課題の要件: ページの「導入用シナリオ2:シナリオ1」から「型版のマップを使ってもよい。」までをすべて、一字一句違えずに書き写してください。

ページ:

____________________

4-4:サンプルキャンペイグン:サンプルシナリオ2「ニンジャの自宅」
導入用シナリオ2:シナリオ1「ヤクザの事務所」では、PCたちは敵本拠地を襲撃し、単純にそれを皆殺しにすればよかった。一方、シナリオ2は捕獲系のシナリオであり、邪悪なニンジャであるPCたちは、ターゲット「ヤモト・コキ」がマップ外へと脱出する前に無力化し、捕まえなければならない。しかし彼女には強力な保護者である「シルバーカラス」がいる。作戦を立てなければ、一筋縄ではいかないだろう。またこのシナリオではWasshoi!判定も行うため、数々のランダム要素がプレイヤーを翻弄するだろう。想定プレイヤー人数は3人から5人である。2人でもプレイ可能だが、その場合マスターは適切に敵戦力を減らすこと。また、プレイヤー人数やセッション時間にあわせて、小型版のマップを使ってもよい。

____________________

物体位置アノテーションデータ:
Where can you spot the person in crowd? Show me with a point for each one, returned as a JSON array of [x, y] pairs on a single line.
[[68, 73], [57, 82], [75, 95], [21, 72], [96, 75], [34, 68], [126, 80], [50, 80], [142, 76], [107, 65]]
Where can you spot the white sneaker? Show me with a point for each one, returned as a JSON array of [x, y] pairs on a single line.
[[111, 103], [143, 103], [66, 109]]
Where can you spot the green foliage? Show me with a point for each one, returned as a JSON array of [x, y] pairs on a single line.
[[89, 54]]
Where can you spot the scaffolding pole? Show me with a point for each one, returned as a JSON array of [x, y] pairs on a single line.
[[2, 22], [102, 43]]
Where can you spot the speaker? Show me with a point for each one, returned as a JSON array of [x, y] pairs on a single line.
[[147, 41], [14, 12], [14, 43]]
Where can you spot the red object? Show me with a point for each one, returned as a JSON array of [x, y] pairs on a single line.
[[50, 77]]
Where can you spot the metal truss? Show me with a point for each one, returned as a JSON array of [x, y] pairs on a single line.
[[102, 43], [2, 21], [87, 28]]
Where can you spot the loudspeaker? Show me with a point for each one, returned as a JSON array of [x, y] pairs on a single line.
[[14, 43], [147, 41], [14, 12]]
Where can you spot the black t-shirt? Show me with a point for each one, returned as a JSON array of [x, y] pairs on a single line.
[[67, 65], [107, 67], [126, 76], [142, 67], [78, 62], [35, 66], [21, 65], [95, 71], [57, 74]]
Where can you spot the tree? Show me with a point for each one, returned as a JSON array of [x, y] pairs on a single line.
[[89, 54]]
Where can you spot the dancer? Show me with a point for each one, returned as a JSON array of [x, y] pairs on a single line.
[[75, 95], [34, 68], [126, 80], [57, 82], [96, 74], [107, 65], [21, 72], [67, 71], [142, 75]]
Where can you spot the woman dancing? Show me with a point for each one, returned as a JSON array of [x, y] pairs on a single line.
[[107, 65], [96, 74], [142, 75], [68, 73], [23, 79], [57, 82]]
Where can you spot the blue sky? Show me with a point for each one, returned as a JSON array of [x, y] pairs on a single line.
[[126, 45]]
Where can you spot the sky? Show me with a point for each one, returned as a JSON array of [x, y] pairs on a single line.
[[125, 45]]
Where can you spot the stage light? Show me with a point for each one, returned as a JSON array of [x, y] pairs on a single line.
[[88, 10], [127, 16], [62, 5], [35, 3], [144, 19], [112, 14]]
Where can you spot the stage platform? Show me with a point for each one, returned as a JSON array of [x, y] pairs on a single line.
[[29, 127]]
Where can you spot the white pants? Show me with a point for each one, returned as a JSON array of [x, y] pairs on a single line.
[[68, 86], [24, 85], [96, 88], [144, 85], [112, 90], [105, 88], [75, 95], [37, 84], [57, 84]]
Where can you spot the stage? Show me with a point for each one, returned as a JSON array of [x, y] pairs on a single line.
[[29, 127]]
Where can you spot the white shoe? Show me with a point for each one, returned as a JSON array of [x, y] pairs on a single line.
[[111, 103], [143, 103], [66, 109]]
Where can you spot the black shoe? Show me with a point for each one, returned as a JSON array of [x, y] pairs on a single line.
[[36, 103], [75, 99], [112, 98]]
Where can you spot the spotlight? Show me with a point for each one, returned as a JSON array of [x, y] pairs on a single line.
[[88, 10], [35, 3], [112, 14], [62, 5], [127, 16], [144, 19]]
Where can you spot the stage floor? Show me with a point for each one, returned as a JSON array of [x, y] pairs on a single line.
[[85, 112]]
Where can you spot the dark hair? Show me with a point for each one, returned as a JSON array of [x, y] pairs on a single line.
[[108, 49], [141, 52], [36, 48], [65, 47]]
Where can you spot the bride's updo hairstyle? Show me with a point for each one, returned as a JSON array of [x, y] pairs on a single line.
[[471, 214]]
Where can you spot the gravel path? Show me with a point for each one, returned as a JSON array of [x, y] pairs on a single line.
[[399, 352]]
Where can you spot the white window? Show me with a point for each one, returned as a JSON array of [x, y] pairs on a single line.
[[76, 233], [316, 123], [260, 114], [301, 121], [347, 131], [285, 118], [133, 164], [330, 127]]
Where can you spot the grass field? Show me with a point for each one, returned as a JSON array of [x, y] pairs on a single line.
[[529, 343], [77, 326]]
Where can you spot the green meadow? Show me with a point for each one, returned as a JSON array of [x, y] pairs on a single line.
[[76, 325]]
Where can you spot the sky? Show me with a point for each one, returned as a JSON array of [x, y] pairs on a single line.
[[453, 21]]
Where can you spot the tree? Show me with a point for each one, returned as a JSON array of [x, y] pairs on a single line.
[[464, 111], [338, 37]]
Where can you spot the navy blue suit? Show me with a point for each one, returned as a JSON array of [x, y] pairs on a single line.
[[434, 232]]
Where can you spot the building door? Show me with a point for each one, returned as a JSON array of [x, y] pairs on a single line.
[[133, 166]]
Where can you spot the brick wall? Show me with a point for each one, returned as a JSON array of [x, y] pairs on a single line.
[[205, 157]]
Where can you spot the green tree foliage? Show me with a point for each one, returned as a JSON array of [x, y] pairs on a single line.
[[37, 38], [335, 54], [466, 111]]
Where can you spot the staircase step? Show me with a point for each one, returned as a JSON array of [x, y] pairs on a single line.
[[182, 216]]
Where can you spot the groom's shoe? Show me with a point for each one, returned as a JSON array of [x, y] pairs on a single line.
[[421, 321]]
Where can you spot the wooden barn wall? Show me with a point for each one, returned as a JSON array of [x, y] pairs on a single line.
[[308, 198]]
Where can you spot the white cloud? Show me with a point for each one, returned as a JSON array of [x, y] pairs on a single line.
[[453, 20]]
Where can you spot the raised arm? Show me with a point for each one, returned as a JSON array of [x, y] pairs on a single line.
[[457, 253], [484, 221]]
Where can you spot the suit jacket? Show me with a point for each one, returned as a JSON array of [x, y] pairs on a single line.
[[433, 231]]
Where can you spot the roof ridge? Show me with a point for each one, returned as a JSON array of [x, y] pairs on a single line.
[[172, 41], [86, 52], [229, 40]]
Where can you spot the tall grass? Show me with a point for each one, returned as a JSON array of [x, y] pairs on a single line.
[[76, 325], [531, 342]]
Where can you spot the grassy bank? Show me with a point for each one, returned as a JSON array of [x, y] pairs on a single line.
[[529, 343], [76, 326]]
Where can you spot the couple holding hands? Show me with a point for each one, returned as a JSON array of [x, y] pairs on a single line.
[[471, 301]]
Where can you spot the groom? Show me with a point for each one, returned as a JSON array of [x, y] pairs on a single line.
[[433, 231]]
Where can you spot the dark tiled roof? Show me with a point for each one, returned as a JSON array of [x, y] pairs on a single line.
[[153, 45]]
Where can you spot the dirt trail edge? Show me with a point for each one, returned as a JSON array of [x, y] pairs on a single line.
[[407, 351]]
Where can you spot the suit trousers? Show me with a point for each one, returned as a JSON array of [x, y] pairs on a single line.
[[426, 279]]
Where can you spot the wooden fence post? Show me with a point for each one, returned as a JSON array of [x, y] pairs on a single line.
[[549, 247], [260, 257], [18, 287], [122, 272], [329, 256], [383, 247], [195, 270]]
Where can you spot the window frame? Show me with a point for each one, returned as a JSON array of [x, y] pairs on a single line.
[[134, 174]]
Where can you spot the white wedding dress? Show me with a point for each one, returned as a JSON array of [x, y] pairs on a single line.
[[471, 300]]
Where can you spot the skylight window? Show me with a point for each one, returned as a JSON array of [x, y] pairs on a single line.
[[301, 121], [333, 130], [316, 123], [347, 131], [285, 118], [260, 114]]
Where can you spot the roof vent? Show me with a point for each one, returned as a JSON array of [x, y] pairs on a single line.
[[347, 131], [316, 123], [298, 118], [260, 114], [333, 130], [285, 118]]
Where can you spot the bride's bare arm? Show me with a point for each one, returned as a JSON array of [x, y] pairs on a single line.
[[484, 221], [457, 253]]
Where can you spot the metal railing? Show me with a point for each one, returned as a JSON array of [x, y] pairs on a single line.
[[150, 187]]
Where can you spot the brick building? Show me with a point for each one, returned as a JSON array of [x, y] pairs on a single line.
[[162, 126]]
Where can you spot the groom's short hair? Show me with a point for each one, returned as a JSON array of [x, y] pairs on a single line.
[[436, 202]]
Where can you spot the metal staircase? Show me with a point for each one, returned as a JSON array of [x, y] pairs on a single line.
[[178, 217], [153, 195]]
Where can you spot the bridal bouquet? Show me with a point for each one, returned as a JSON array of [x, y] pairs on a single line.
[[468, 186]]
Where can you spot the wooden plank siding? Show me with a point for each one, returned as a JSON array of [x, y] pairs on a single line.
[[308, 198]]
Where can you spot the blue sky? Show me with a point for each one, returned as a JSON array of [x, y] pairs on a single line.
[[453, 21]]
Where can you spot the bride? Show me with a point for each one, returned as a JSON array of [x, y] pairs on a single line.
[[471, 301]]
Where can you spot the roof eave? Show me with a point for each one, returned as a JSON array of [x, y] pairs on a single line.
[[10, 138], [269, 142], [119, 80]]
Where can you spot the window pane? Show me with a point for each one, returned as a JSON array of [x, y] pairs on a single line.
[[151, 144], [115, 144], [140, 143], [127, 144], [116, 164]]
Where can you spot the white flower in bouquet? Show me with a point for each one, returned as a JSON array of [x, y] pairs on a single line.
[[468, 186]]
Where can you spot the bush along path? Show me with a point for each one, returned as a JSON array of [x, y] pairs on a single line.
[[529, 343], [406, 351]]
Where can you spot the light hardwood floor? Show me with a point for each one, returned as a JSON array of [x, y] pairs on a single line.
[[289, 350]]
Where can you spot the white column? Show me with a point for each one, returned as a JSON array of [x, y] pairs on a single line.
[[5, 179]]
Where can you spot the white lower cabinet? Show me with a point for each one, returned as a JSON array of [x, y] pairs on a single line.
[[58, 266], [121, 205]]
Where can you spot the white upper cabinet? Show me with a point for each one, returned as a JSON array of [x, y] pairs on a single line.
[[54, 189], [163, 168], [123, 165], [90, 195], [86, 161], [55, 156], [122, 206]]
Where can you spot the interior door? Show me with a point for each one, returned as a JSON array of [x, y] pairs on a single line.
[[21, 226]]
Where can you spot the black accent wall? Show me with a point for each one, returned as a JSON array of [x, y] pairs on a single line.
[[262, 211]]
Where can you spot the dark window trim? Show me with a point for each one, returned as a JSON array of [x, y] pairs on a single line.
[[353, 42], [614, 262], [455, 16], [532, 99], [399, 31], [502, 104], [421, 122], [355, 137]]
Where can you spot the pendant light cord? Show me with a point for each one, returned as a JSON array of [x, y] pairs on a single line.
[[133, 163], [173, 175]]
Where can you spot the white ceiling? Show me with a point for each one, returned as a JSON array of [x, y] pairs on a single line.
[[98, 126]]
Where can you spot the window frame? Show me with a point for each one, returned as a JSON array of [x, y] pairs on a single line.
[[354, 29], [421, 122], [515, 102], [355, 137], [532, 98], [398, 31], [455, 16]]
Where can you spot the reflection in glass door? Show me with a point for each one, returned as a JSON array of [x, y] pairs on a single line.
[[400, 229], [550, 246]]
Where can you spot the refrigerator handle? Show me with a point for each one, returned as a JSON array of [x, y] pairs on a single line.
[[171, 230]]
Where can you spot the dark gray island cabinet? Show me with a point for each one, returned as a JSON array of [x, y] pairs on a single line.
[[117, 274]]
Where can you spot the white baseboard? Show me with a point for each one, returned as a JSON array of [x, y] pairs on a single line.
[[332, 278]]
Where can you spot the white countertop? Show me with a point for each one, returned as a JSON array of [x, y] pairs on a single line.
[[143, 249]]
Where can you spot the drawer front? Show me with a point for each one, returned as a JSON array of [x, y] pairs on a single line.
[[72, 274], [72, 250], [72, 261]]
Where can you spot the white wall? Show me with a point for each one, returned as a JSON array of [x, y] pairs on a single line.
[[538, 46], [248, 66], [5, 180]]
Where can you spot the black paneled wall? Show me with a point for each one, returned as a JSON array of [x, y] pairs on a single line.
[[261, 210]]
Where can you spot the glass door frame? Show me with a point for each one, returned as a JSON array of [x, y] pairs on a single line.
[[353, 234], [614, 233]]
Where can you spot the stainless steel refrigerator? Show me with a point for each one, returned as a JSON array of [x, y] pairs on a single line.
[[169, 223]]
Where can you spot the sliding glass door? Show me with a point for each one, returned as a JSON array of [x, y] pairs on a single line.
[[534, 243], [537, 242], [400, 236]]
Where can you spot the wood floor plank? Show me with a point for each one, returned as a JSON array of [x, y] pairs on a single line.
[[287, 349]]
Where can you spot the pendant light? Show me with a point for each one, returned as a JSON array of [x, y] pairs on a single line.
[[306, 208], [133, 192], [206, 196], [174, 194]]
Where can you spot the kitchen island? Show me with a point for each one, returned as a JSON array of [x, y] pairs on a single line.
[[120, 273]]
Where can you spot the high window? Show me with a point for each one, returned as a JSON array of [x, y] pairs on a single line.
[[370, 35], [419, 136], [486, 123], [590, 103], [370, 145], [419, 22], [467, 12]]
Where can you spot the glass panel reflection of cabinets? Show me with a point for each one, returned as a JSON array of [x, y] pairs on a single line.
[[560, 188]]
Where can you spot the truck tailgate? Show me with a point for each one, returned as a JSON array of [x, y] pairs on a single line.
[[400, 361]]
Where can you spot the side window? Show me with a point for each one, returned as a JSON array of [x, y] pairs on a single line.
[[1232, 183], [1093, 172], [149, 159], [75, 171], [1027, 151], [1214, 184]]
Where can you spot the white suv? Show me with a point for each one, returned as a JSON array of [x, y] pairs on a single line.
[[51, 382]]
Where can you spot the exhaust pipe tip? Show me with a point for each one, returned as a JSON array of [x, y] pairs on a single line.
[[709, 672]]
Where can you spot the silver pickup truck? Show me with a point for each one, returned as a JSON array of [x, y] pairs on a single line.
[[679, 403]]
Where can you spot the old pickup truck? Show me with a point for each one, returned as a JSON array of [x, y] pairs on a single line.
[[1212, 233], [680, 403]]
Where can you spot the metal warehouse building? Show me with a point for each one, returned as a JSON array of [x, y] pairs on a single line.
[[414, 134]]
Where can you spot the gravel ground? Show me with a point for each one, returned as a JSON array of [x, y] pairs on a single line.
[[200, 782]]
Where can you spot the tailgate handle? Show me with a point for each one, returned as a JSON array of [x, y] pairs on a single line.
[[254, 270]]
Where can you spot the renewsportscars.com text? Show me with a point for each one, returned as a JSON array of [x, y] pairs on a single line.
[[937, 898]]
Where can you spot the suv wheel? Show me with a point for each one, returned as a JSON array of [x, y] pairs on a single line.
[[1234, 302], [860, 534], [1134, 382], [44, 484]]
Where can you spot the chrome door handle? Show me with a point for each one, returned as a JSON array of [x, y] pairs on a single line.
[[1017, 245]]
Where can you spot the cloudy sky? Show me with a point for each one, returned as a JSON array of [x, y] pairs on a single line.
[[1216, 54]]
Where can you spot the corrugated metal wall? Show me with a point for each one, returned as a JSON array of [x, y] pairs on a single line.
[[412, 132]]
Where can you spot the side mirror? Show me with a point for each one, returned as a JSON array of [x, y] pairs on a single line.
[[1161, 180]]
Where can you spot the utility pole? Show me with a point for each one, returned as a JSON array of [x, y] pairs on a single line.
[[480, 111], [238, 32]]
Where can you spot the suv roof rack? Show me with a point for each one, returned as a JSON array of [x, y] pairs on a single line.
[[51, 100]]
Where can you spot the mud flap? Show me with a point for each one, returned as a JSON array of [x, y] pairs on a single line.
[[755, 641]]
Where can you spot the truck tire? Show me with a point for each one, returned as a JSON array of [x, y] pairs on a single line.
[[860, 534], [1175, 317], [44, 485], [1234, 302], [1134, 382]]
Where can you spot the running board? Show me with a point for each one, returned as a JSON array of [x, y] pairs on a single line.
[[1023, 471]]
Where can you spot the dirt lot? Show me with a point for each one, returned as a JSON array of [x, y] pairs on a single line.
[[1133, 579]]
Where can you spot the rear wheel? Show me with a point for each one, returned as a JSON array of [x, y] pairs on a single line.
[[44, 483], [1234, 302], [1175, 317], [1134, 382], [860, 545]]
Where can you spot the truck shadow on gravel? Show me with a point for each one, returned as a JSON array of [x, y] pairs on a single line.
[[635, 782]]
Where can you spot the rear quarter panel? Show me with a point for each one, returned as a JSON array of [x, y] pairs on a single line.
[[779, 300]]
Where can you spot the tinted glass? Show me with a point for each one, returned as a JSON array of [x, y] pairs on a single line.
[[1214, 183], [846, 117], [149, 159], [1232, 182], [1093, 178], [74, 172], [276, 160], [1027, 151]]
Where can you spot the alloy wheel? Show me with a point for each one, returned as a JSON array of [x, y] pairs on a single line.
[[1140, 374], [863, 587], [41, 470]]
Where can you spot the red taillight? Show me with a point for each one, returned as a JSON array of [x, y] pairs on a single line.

____________________

解答全文:
導入用シナリオ2:シナリオ1「ヤクザの事務所」では、PCたちは敵本拠地を襲撃し、単純にそれを皆殺しにすればよかった。一方、シナリオ2は捕獲系のシナリオであり、邪悪なニンジャであるPCたちは、ターゲット「ヤモト・コキ」がマップ外へと脱出する前に無力化し、捕まえなければならない。しかし彼女には強力な保護者である「シルバーカラス」がいる。作戦を立てなければ、一筋縄ではいかないだろう。またこのシナリオではWasshoi!判定も行うため、数々のランダム要素がプレイヤーを翻弄するだろう。想定プレイヤー人数は3人から5人である。2人でもプレイ可能だが、その場合マスターは適切に敵戦力を減らすこと。また、プレイヤー人数やセッション時間にあわせて、小型版のマップを使ってもよい。